• _Task instructions_
- A) Decide whether each statement agrees with the text on DNS scavenging below. Answer yes or no for each, and quote the deciding words of the text exactly.
(i) Scavenging takes effect if it is set in any one of the three places.
(ii) Static records have a timestamp of 0.
(iii) When a client with an existing host record changes that record's IP, the change counts as a "Refresh."
- B) Carry on the text about DNS scavenging, starting right after its last sentence.

• _Text block_
┄┄┄┄┄┄┄┄┄┄┄┄┄┄┄┄┄┄┄┄

Scavenging is set in three places on a Windows Server:
  1. On the individual resource record to be scavenged.
  2. On a zone to be scavenged.
  3. At one or more servers performing scavenging.
It must be set in all three places or nothing happens.

Scavenging settings on a Resource Record

To see the scavenging setting on a record hit View | Advanced in the DNS MMC then bring up properties on a record. 
image
Scavenging gets set on a resource record in one of three ways.  The first is by someone coming in here, checking the "Delete this record when it becomes stale" checkbox and hitting apply.  When you hit apply the time of day will be rounded down to the nearest hour and applied as the timestamp on the record.  Static records have a timestamp of 0 indicating do not scavenge. 
The second is when a record gets created by a client machine registering using dynamic DNS.  Windows clients will attempt to dynamically update DNS every 24 hours.  All DDNS records get set to scavenge.  When a record is first created by a client that has no existing record it is considered an "Update" and the timestamp is set.  If the client has an existing host record and changes the IP of the host record this is also considered an "Update" and the timestamp is set.  If the client has an existing host record with the same IP address then this is considered a "Refresh" and the timestamp may or may not get changed depending on zone settings.  More on this later.
The third way to set scavenging on records is by using DNScmd.exe with the /ageallrecords switch.  Let's pause here for a few moments to consider a few important words: All, Records, Delete, Stuff.  If you actually run this command against a zone it will truly set scavenging and a timestamp on all records in the zone including static records that you never want to be scavenged.  Because of the time it takes scavenging to do it's thing people find this command and get tempted to give it a try.  Do not.  It will delete stuff.  Have patience instead.

┄┄┄┄┄┄┄┄┄┄┄┄┄┄┄┄┄┄┄┄

• _Stored data_
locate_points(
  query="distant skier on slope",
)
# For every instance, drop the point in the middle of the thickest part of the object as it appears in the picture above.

┄┄┄┄┄┄┄┄┄┄┄┄┄┄┄┄┄┄┄┄

• _Responses per task_
- A)
(i) No: "It must be set in all three places or nothing happens."
(ii) Yes: "Static records have a timestamp of 0 indicating do not scavenge."
(iii) No: "If the client has an existing host record and changes the IP of the host record this is also considered an "Update" and the timestamp is set."

- B)
Once a timestamp is set on a record it will replicate around to all servers that host the zone.  There is one caveat to this.  If scavenging is not enabled on the zone that hosts the record then it will never scavenge so the timestamp is essentially irrelevant.  The timestamp may get updated on the server where the client dynamically registers but it will not replicate around to the other servers in the zone.

Scavenging Settings at the Zone

Before a server will even look at a record to see if it will be scavenged the zone must have scavenging enabled.  To access the scavenging settings for a zone right click the zone, select properties then on the general tab hit the "Aging" button.  This screen is universal for the zone.  If you view it on any DNS server where this zone is replicated it will be the same.
image
When you first set scavenging on a zone the timestamp seen at the bottom (reload zone if you don't see it) will be set to the current time of day rounded down to the nearest hour plus the Refresh interval.  This also gets reset any time the zone is loaded or any time dynamic updates get enabled on the zone. 
The "zone can be scavenged after" timestamp is the first of your safety valves.  It gives clients time to get their record timestamp updated before the big axe swings.  Since new record timestamps are not replicated while zone scavenging is disabled this also gives replication time to get things in order.
Refresh and No-Refresh intervals
The next safety valves are the Refresh and No-refresh intervals.  Both of these must elapse before a record can be deleted.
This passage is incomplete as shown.